Saved entries ->
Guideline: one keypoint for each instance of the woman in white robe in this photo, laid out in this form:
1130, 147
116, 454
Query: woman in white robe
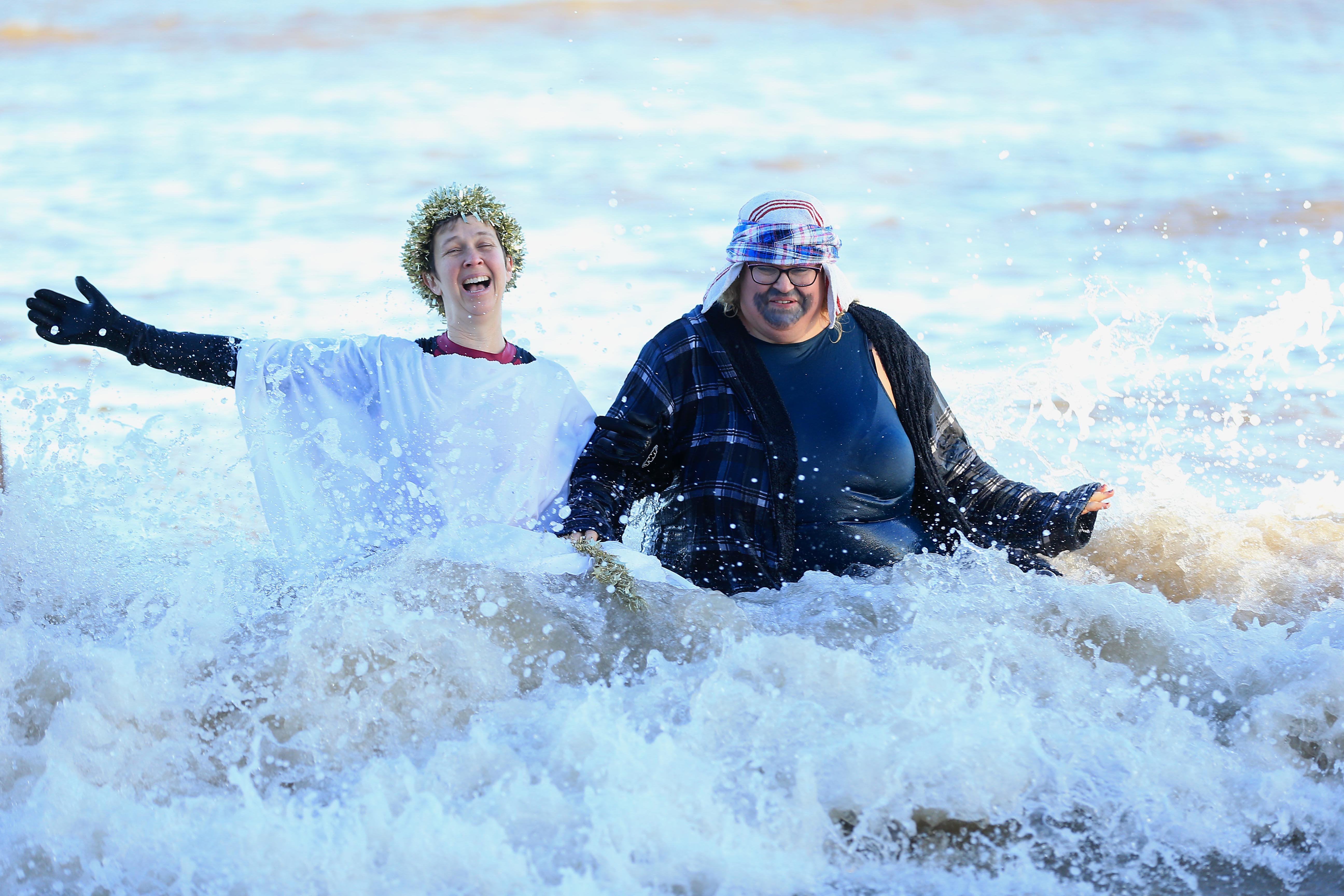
365, 443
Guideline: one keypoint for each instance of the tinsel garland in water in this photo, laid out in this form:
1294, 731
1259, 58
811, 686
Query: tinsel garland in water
613, 574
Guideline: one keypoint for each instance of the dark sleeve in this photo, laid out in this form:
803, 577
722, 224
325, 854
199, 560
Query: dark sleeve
1005, 512
210, 359
626, 459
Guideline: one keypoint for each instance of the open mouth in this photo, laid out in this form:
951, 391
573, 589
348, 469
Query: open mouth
476, 285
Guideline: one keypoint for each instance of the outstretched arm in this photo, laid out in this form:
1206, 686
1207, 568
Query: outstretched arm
69, 321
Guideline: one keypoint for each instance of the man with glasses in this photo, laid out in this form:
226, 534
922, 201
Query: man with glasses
784, 430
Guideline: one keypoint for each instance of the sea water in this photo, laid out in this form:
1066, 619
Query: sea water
1116, 228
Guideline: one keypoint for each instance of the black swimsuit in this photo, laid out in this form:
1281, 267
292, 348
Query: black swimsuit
855, 463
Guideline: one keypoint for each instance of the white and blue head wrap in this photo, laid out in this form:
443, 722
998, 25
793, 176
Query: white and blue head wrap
786, 228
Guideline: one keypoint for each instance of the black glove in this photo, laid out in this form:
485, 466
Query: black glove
628, 443
210, 359
68, 321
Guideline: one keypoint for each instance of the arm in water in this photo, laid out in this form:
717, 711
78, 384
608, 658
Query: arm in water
69, 321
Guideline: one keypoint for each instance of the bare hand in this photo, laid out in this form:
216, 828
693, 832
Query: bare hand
1101, 499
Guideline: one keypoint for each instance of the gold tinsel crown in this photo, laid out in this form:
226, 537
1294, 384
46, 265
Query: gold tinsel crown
444, 205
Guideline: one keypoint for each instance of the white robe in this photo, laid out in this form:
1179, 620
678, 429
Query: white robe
362, 444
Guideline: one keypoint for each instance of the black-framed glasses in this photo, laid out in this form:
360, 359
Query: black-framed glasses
767, 275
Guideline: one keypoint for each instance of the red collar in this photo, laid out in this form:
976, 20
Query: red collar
444, 346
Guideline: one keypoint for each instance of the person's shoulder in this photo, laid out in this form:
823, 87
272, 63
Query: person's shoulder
677, 334
878, 326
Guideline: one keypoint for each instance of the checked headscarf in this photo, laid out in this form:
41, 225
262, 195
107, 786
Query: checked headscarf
787, 229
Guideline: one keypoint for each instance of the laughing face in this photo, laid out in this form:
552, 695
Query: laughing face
783, 312
471, 269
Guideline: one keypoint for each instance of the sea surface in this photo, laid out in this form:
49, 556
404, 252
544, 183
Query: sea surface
1115, 226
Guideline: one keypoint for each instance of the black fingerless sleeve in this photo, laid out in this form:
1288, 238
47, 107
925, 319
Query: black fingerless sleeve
210, 359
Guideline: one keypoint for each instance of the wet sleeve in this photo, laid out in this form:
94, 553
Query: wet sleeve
210, 359
1005, 512
626, 459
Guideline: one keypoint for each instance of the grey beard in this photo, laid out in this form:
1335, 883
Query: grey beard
779, 318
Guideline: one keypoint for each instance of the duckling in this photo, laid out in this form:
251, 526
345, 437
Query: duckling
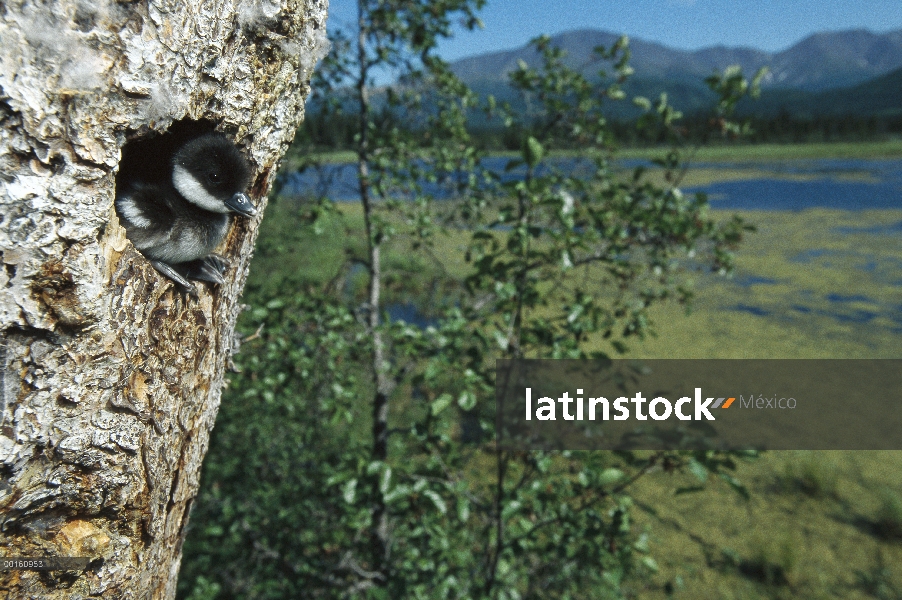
178, 221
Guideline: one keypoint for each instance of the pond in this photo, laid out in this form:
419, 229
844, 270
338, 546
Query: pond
844, 184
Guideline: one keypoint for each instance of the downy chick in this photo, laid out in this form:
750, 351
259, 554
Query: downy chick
176, 223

WORK TASK ->
The data above must be written out again without alteration, and the pictures in them must be excluded.

REPLY ->
Guideline: one keypoint for each instance of the woman in white robe in this photo, laid out in this form:
1130, 147
116, 454
Query: woman in white robe
365, 443
Guideline: one keypoint for each instance of the tinsel garland in water in this photo, laid out in this form:
1294, 731
1259, 58
811, 686
Query: tinsel garland in water
613, 574
Guideline: one keypoint for each instance of the dark sleeve in this photo, laid out in this form:
803, 577
722, 224
325, 854
199, 560
Query: dark sleeve
1005, 512
210, 359
626, 459
Guideline: one keypoint for each instance of the open mouth in this photo, laid out in this form:
951, 391
573, 589
348, 469
Query: open mouth
476, 285
Guideline: one keypoint for each instance of the outstretched arm in this photo, laid out in this form:
1206, 686
1207, 568
Query: outstretched arm
69, 321
Guideline: one keypoint for each instance of the man with glasses in this photo, laid out in this form:
226, 534
922, 201
Query: man with glasses
784, 430
Guideline: one keypoint for each instance of the sea water in this photo, laid out in this form:
1066, 619
Query: sea water
1116, 228
Guideline: one keypoint for each instance of the black swimsuit in this photo, laid out in this form:
1281, 267
292, 348
Query: black swimsuit
855, 463
Guideline: one keypoint for each instance of the white and blue head wrap in this photo, laid out in this form:
443, 722
998, 25
793, 176
Query: white and blue head wrap
786, 228
Guideline: one keypoint for each instance of the black glove in this photo, laid out in this form:
485, 466
Query: black glove
628, 443
210, 359
68, 321
Guideline: one keypoint for each instance of the arm in water in this photo, laid out in this form:
717, 711
78, 384
608, 658
Query: arm in water
69, 321
Guideline: one keypoint for each instance of the bare hand in this photo, laid out in this form:
216, 828
693, 832
Query: bare hand
1101, 499
Guideline: one keypoint for each instance of the gold tinsel crown in this photo, laid out in this form:
226, 537
1294, 384
46, 265
Query: gold tinsel crown
444, 205
Guideline: one keypoint for each instance of the white robe in this photo, laid out in this form:
1179, 620
678, 429
Query: white robe
362, 444
Guideline: one keypoint for each instance of the black-framed glasses in this photo, laid out in this form:
360, 359
Query: black-framed glasses
767, 275
Guideline: one keypoint for each instance of the red collar in this photo, laid out in this form:
976, 20
Query: red collar
444, 346
Guideline: one keypoint for each instance of the person's shoulder in this photo, laid out in this form:
823, 87
272, 63
Query: person's shoulder
677, 334
878, 326
Guideline: one keypoint for each instance of the checked headscarf in this photo, laid out in this form:
41, 225
262, 195
107, 786
Query: checked headscarf
787, 229
Guideline: one keypoint for each instance of the laughing face in this photo, laid out in this form:
552, 695
Query: laughing face
783, 312
471, 269
Guideline: one keypoint for each instance of the sea surface in this photo, laid out in this form:
49, 556
404, 252
544, 183
Query: sea surface
1115, 226
Guideline: one keypoint for each instance of the black fingerless sleeve in this photo, laid out in this form:
1288, 238
47, 107
925, 319
Query: black fingerless sleeve
210, 359
Guideline: one keypoint for each instance of the wet sleeve in this photo, laid out in this form:
94, 553
Query: wet sleeve
210, 359
1005, 512
626, 459
Guideline: one keypoint for each instance of the grey beard in this photo, laid out in this form:
1335, 883
Query: grey beard
779, 318
Guideline: one keypoint for each instance of the duckling in this photo, laid out in this form:
251, 526
345, 437
Query: duckling
178, 221
Guideline: one keypoint for each instance of the pond in this photo, laid out in this form:
419, 229
844, 270
338, 546
Query: pond
844, 184
Guideline: one keypoint for each instance of the downy chick in this photo, laid out in this form:
750, 351
259, 554
Query: downy chick
176, 223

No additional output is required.